WRITTEN PROBLEM: The entries below are to be repeated exactly as they stand.

WORKING DATA:
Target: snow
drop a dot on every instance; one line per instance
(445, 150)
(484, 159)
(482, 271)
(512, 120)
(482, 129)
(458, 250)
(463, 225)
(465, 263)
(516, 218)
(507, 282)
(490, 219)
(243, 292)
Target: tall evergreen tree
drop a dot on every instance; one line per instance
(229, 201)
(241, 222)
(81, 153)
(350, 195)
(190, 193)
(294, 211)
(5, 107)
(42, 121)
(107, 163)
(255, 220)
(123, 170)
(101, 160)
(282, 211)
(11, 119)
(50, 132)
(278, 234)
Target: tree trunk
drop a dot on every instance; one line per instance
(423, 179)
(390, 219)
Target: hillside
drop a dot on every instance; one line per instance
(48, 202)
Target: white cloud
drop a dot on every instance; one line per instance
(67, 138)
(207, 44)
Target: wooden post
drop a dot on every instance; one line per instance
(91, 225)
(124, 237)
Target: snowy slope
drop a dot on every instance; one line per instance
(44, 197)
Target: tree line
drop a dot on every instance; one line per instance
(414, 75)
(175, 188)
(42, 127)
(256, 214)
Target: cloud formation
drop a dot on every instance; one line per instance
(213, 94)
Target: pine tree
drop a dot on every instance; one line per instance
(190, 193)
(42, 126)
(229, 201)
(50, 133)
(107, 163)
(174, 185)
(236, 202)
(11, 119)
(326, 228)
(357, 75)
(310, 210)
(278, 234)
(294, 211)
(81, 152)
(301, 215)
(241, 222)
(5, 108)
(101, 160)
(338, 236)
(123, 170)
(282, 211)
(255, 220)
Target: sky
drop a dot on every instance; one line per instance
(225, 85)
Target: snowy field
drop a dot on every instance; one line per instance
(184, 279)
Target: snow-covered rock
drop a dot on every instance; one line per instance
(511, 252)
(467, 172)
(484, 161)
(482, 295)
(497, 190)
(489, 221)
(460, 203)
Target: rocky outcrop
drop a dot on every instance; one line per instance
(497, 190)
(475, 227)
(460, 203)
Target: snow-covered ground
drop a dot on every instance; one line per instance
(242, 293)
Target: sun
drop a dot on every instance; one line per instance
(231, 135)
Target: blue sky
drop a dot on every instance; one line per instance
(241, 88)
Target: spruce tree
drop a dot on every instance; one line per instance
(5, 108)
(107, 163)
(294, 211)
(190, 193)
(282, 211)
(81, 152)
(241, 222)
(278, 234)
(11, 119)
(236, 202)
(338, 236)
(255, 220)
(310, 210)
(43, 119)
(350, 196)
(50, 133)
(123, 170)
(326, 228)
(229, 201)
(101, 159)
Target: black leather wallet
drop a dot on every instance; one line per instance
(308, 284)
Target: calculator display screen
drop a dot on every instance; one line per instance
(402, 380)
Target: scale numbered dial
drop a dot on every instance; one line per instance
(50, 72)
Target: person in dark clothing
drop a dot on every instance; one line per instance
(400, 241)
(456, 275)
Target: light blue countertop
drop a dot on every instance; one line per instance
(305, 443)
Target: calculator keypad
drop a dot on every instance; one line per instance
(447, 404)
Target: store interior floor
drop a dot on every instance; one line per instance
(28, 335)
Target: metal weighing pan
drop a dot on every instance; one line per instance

WRITTEN ANSWER:
Target: snow
drop a dot on every instance; one line per instance
(445, 150)
(484, 159)
(482, 271)
(512, 120)
(482, 129)
(458, 250)
(463, 225)
(465, 263)
(516, 218)
(507, 282)
(490, 219)
(243, 292)
Target: tall evergreen tree
drop a dot on every instance; one line per instance
(229, 201)
(241, 222)
(81, 153)
(350, 195)
(190, 193)
(294, 211)
(5, 107)
(42, 121)
(107, 163)
(255, 220)
(123, 170)
(101, 160)
(282, 211)
(11, 119)
(50, 132)
(278, 234)
Target: tree trunk
drop a dot on every instance; one line per instance
(423, 179)
(390, 219)
Target: hillside
drop a dot on every instance; one line per instance
(48, 202)
Target: white cloud
drop a dot on every instance; one line per instance
(67, 138)
(207, 44)
Target: wooden post
drop a dot on every instance; one line per instance
(91, 225)
(124, 237)
Target: snowy slope
drop a dot on every instance; one line per instance
(44, 197)
Target: tree line
drop a dot on every instance; one line per instance
(414, 75)
(175, 188)
(42, 127)
(256, 214)
Target: cloud formation
drop a dot on every instance; one line per instance
(213, 94)
Target: pine tree
drop a dot on every instance; one line per instance
(190, 193)
(42, 126)
(229, 201)
(50, 133)
(107, 163)
(174, 185)
(236, 202)
(11, 119)
(326, 228)
(357, 75)
(310, 210)
(278, 234)
(294, 211)
(81, 152)
(301, 215)
(241, 222)
(5, 108)
(101, 160)
(338, 236)
(123, 170)
(282, 211)
(255, 220)
Target: sky
drop a dot on every instance; one line per instance
(225, 85)
Target: snowy field
drop a dot on every instance; one line per instance
(184, 279)
Target: snow-covered rock
drop a dot on every instance; one line per instance
(511, 252)
(467, 172)
(484, 161)
(482, 295)
(497, 190)
(489, 221)
(460, 203)
Target: rocky outcrop
drop a dot on every instance; one line per instance
(497, 190)
(475, 227)
(460, 203)
Target: snow-covered ground
drop a dot on every instance; one line per instance
(242, 293)
Target: sun
drop a dot on every instance; one line per instance
(231, 135)
Target: blue sky
drop a dot on every instance; one line per instance
(241, 88)
Target: spruce tree
drop a dot on every instance; one line per instance
(5, 108)
(107, 163)
(294, 211)
(190, 193)
(282, 211)
(81, 152)
(241, 222)
(278, 234)
(11, 119)
(236, 202)
(338, 236)
(255, 220)
(310, 210)
(43, 119)
(350, 196)
(50, 133)
(123, 170)
(326, 228)
(229, 201)
(101, 159)
Target: black leather wallet
drop a dot on every instance; one line per instance
(308, 284)
Target: calculator display screen
drop a dot on every instance; one line per instance
(402, 380)
Target: scale numbered dial
drop a dot on every instance; one line per instance
(50, 72)
Target: person in dark clothing
drop a dot on every instance; one line per instance
(400, 241)
(456, 275)
Target: light blue countertop
drop a dot on every instance; one line per instance
(305, 443)
Target: calculator keypad
drop a dot on every instance; one line per instance
(447, 404)
Target: store interior floor
drop a dot on every instance; one line per instance
(28, 335)
Target: metal weighing pan
drop a dot on every instance; one line per instance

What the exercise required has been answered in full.